-- Supplied data --
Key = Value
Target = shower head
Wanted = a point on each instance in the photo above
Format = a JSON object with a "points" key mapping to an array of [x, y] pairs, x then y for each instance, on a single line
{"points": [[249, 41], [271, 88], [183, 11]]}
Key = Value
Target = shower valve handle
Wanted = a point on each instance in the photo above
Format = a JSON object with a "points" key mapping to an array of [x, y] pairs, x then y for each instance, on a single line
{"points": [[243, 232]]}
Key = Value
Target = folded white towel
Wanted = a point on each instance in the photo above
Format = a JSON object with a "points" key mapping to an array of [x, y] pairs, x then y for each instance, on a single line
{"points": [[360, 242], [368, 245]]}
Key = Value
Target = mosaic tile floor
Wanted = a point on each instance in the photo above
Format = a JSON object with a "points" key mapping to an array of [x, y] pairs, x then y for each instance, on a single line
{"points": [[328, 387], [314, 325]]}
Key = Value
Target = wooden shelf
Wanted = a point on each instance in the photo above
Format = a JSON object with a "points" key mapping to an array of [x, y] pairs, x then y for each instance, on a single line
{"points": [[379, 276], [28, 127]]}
---
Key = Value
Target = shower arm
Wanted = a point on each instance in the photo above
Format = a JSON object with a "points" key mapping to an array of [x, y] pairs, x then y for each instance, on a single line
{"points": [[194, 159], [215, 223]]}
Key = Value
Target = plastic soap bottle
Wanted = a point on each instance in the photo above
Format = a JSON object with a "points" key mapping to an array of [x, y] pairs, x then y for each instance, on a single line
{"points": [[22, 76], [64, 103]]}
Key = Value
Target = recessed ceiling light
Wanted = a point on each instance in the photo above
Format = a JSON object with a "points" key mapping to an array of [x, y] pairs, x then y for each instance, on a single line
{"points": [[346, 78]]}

-- Task description --
Show each line of the listing that holds the string "Target".

-- Finished task --
Target = shower head
Target = shower valve handle
Target = folded white towel
Target = mosaic tile floor
Target = wooden shelf
Target = shower arm
Target = plastic soap bottle
Target = recessed ceiling light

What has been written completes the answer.